# [Trecho fornecido]

────────────────────

Do ramo da prosperidade, há o elixir “Passa no Vestibular”, o “Passa no Concurso” ou o “Chama Dinheiro”. Mais interessantes parecem ser os rótulos amorosos, alguns com notas de romantismo (“Agarradinho”), outros com toques de drama (“Chora nos Meus Pés”), e aqueles cheios de palavrões cabeludos. Isso sem falar nos outros casos de família: “Amansa Nora”, “Amansa Touro”, “União do Casal”, “Afasta Homem Liso”, “Chama Marido Rico” – ou apenas “Chama Marido”, sem capital envolvido. Todos esses vidros existem há muitos anos, em alguns casos muitas décadas.

Foi de uma dessas tendas que saiu um vidro dado de presente para a paraense Thais Farias, de 24 anos, que vive no município de Ananindeua. Ela é freguesa das erveiras, mas dessa vez ganhou de uma amiga uma poção diferente: “Passa o Pix.” Estava desempregada e precisando de um bom depósito na conta. Fez o ritual de tomar um banho de cheiro que evocou o dinheiro. Dias depois, foi aprovada em uma entrevista de emprego e, voilá, logo o salário caiu na conta. “Quando a gente acredita, as coisas vêm.”

────────────────────

# [Dados fornecidos]
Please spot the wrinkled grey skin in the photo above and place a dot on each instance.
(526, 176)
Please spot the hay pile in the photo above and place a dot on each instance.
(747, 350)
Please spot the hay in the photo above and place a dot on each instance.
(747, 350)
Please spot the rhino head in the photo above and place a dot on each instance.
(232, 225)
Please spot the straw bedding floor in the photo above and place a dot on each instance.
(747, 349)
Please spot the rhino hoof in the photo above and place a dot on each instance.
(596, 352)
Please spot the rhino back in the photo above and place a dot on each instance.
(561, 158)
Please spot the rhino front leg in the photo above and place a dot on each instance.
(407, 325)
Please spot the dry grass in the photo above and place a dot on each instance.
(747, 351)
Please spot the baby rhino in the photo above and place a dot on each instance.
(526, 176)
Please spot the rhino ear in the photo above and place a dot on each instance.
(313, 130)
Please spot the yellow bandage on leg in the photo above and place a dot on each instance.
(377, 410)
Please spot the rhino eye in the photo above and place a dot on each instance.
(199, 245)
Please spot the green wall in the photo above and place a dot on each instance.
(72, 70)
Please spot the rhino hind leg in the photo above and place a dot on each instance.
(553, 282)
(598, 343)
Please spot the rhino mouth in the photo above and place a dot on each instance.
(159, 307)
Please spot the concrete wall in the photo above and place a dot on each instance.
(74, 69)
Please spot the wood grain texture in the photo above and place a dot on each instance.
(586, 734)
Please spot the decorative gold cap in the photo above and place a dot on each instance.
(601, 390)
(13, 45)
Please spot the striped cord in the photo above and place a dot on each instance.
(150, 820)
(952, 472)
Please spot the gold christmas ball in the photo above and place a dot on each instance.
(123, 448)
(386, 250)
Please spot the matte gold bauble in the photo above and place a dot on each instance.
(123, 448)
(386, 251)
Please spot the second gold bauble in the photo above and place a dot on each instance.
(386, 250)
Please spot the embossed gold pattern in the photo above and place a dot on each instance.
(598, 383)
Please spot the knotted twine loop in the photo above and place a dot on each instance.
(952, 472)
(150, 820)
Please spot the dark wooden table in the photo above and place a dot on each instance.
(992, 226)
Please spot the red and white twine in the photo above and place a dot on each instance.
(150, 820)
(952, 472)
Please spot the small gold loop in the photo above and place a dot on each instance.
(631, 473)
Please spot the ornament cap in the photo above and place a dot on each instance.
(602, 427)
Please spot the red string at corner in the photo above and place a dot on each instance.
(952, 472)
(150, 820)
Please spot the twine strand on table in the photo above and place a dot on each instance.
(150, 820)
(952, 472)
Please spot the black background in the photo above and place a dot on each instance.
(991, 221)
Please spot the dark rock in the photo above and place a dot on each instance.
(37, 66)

────────────────────

# [Tarefas propostas]
• a. Conte quantas linhas dos dados acima contêm a palavra "wall", considerando a diferença entre maiúsculas e minúsculas. Responda apenas com o número.
• b. Dê continuidade ao trecho sobre os vidros vendidos pelas erveiras a partir do ponto em que ele termina.

# [Respostas escritas]
• a. 2

• b.
O meio de pagamento lançado no final de 2020 é um dos temas contemporâneos que estão atualizando esse setor do mercado (há também a versão: “Afasta mulher que pede pix”). Há outros. Da barraca de Maria Marinho, a Maria Loura, de 55 anos, uma das erveiras mais famosas do Ver-o-Peso, sai o novíssimo “Velho da Lancha”. É uma poção para quem deseja ter um sugar daddy, um homem com bastante idade e ainda mais bens (como sua própria embarcação) que possa bancar as contas e luxos da pessoa escolhida. O “velho da lancha” é um tema constante nas redes sociais, em geral como brincadeira, e às vezes nem tanto.

Os trending topics têm pautado as barracas de ponta a ponta. No menu inspirado nos temas do momento, foi lançada no semestre passado a fragrância “Barbie Original”, que prometia a beleza da mais “padrão” das bonecas, e “Ken Chora nos Meus Pés”, para atrair um homem forte e sarado como o boneco.

As criações dessas fórmulas, segundo Loura, são feitas de maneira coletiva pelas erveiras, a partir de ideias próprias ou da clientela. Ela conta que o cheiro “Barbie Original” foi criado por meio da sugestão de uma jornalista local, Mary Tupiassu. “Na época do filme, o pessoal corria para cá e comprava aos montes para dar de presente ou brinde. Foi muito legal.”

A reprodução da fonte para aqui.